======== Material to process ========

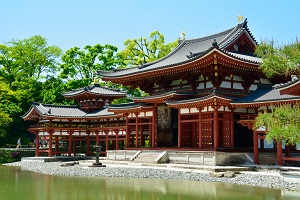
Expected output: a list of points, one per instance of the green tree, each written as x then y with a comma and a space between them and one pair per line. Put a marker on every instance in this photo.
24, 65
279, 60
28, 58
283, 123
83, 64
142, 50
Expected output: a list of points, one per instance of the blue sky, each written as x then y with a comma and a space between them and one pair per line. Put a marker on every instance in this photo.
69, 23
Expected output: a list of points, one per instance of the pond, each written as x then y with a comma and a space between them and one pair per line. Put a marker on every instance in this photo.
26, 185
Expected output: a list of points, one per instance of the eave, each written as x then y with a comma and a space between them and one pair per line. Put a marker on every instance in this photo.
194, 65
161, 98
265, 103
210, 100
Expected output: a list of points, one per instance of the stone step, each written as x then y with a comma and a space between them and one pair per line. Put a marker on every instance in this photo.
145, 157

========
======== Material to process ========

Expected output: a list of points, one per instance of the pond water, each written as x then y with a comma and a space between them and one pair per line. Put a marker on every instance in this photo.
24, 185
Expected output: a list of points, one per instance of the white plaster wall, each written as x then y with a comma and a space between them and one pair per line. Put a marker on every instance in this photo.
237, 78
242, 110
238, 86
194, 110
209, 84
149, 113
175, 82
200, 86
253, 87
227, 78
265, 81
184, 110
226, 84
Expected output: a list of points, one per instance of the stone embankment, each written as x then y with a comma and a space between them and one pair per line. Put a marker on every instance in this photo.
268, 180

========
======== Material to process ========

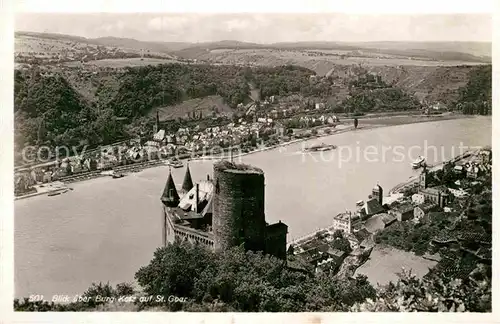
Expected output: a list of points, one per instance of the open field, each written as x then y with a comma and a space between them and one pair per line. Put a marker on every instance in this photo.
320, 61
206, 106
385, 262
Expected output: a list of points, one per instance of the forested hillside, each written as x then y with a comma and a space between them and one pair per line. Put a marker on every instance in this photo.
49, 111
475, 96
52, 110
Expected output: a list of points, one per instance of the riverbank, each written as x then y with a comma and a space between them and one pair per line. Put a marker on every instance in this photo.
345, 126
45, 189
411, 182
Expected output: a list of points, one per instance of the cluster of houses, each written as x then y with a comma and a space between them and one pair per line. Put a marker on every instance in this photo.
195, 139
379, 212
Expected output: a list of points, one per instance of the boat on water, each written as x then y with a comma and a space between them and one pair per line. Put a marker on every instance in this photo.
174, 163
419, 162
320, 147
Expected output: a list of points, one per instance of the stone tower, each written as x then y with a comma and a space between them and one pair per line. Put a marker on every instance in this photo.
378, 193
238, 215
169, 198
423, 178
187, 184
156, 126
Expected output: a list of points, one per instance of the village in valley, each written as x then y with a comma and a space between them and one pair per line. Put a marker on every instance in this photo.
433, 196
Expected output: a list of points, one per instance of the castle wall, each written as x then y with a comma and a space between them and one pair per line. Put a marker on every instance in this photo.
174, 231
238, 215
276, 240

========

Gather every line above that contains the word "pond", and copy each of those lines out in full.

# Reply
Expected output: a list of points, one per instance of the pond, each written as x then y with a comma and a space between them and one pair per line. Put a marker on every instance in this photo.
Expected output: a list of points, one per instance of the pond water, each written as x then y with a comma and a space between them and one pair per line. Put a marker on every instance in this photo.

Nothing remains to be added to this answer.